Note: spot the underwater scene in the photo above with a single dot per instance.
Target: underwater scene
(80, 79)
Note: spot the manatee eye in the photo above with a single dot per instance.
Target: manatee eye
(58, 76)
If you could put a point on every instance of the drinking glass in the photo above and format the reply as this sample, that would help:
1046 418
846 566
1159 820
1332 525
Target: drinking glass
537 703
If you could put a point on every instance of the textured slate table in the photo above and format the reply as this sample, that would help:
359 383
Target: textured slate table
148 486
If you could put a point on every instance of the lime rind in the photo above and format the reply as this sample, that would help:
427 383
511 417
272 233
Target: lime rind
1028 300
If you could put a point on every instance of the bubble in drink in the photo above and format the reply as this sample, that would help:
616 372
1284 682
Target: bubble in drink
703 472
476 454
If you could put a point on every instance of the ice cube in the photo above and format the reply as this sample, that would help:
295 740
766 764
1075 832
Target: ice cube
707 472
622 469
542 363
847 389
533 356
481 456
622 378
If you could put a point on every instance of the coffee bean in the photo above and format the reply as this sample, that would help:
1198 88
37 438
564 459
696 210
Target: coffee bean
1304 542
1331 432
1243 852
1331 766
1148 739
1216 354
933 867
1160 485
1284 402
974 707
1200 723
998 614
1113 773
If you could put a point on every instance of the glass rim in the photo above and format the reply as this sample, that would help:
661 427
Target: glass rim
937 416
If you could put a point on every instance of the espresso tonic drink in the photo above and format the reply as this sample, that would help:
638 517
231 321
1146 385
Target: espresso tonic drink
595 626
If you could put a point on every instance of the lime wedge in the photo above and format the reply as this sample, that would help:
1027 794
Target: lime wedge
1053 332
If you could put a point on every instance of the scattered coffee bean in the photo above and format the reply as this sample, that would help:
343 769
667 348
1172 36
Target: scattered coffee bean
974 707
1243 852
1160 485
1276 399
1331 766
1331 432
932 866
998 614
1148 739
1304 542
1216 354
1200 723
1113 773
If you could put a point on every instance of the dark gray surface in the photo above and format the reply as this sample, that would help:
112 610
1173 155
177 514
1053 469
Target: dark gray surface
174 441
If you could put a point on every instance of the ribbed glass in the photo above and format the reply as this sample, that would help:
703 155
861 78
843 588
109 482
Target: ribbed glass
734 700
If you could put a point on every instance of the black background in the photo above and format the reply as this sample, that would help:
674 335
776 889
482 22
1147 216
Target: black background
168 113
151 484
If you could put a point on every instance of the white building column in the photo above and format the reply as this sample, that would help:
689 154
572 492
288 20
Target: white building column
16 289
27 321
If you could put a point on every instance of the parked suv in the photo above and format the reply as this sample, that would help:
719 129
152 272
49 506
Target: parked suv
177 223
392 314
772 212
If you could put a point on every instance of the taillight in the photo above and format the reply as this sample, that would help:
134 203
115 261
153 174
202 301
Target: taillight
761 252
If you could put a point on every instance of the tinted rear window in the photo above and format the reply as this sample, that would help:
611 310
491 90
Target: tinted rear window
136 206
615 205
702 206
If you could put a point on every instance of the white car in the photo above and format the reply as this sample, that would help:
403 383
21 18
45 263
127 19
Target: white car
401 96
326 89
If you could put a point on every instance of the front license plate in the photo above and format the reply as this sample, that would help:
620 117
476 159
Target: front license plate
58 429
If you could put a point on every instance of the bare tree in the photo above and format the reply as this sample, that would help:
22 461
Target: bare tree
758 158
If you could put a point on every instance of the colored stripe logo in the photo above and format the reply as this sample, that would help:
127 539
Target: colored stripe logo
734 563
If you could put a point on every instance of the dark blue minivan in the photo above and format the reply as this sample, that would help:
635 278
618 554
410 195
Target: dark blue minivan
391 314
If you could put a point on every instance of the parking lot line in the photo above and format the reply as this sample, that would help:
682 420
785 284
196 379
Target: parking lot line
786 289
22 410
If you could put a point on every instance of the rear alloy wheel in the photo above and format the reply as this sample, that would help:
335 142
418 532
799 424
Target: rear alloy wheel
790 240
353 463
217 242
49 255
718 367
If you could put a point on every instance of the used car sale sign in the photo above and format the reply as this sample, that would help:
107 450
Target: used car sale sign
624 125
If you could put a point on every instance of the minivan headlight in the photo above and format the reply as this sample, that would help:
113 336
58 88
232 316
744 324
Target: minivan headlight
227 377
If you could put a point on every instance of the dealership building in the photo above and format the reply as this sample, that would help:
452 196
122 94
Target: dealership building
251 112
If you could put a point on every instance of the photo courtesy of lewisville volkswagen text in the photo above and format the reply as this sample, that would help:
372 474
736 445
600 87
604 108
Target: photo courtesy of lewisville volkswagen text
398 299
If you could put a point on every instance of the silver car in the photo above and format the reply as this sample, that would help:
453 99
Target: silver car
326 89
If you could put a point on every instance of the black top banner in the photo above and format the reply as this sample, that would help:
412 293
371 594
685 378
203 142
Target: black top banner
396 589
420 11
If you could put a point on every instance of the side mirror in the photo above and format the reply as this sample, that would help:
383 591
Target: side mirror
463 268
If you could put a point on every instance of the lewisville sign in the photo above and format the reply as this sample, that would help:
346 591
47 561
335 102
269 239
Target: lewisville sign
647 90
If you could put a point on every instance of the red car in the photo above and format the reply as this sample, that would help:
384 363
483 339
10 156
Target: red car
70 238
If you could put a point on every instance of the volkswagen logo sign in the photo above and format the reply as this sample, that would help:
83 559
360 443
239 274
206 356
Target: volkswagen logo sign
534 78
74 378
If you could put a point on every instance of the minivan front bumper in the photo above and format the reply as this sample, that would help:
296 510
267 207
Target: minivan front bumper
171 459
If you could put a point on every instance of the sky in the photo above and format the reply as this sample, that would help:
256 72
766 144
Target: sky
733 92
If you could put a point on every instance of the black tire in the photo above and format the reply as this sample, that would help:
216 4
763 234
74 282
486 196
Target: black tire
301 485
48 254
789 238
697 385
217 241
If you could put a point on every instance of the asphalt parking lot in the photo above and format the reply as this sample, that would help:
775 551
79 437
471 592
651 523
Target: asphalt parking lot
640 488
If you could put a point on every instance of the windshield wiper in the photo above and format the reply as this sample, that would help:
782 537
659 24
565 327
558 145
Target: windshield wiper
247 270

***

▸ Exercise goal
Determine how many lines in the records above have the string "Note". Only the number should be returned.

▸ Task result
2